Violent service delivery protests: An understanding

Alexander (2010:2) defined violent service delivery protest as a ‘revolt of the poor’. The author further argued that people embark on violent service delivery protests when the services such as removal of refuse and maintenance of a hygienic environment are not met by the municipality. However, Runciman (2015) studied violent protests in South African local government and found that protesters burn the streets as well as the state property to get attention of senior government officials and politicians. Also, when the residents destroy the existing infrastructure (for instance, municipal offices and schools), it is in the hope that they will receive a greater benefit from the national government. Central to this contestation is an assertion made by Lavery (2012), who argued that residents demonstrate their dissatisfaction towards service delivery to government through protest action. In the South African context, the author believes that findings obtained from this study will help the government to understand the challenges and causes of service delivery protests.

Burger (2009) argues that violent service delivery protests occurring throughout the country are likely to be caused by dissatisfaction of residents with the provision of basic municipal services, such as water, electricity and toilets, lack of housing, unemployment and high levels of poverty, especially in informal settlements. Other reasons for service delivery protests include accusations of extensive corruption and nepotism within local government structures (Burger 2009). A study conducted by Jobo (2014) stated that the lack of communication between councillors and the community has contributed to the number of protests. The author also argues that if residents are well informed by the councillors or other municipal officials, they are more likely to understand the process of service delivery offered by the municipality and this will lessen the chances of embarking on violent protest. Further to this, the author contends that poor leadership from ward committees and ward councillors is one of the causes of violent service delivery protest (Jobo 2014).

A study conducted by Alexander (2010) on service delivery protests revealed that public protest tends to affect those who are not involved in service delivery protest, such as foreigners; they are likely to be the target when people embark on a violent service delivery protest. Moreover, some of the community members said there are burning of shops, looting of shops, destruction of buildings, blockading of roads, burning of tyres, chasing of unpopular individuals out of townships, burning of houses of the councillor, confrontations with the police and forced resignations of elected officials.

_STORED RECORDS_
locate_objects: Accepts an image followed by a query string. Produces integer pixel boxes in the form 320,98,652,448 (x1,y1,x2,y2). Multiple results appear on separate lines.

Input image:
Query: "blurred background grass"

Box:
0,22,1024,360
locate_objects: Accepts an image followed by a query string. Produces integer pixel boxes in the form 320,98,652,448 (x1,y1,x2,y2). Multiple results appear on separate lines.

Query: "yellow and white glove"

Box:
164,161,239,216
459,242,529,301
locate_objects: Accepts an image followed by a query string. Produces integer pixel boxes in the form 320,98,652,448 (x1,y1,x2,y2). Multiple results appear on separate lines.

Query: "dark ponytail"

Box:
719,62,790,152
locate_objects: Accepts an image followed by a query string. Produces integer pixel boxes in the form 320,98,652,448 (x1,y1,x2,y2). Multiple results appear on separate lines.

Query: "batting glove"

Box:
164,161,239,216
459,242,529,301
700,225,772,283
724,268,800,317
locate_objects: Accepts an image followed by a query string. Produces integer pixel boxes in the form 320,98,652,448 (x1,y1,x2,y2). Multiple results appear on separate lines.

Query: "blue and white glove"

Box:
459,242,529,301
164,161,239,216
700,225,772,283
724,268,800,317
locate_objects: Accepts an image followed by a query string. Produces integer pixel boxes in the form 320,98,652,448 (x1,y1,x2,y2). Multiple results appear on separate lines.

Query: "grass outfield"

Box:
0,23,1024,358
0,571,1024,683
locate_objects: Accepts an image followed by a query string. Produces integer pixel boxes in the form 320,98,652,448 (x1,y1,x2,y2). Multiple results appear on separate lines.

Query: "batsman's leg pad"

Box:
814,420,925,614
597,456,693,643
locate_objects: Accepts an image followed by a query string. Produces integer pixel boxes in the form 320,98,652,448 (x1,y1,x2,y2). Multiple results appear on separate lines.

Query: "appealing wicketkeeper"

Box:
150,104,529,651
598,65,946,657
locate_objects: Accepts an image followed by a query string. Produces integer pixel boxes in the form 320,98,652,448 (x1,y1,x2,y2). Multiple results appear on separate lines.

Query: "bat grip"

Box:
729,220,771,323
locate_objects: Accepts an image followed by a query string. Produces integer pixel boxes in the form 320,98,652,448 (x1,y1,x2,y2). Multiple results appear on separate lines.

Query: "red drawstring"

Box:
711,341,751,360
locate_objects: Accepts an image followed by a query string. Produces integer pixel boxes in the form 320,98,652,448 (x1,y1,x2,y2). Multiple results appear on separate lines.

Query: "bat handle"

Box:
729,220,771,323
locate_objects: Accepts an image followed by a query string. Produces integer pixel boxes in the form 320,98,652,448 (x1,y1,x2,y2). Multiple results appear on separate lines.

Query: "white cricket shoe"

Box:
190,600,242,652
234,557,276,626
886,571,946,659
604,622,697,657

_TO BE DONE_
1) From the text on violent service delivery protests, quote the passage starting at "A study conducted by Alexander" and ending at "of elected officials.".
2) Answer these questions using the text on violent service delivery protests:
(a) What phrase does Alexander (2010:2) use to define violent service delivery protest?
(b) Which study states that the lack of communication between councillors and the community has contributed to the number of protests?
(c) According to Alexander (2010), which people who are not involved in service delivery protest are likely to be targeted?

_WRITTEN ANSWERS_
1)
A study conducted by Alexander (2010) on service delivery protests revealed that public protest tends to affect those who are not involved in service delivery protest, such as foreigners; they are likely to be the target when people embark on a violent service delivery protest. Moreover, some of the community members said there are burning of shops, looting of shops, destruction of buildings, blockading of roads, burning of tyres, chasing of unpopular individuals out of townships, burning of houses of the councillor, confrontations with the police and forced resignations of elected officials.

2)
(a) A ‘revolt of the poor’.
(b) The study by Jobo (2014).
(c) Foreigners.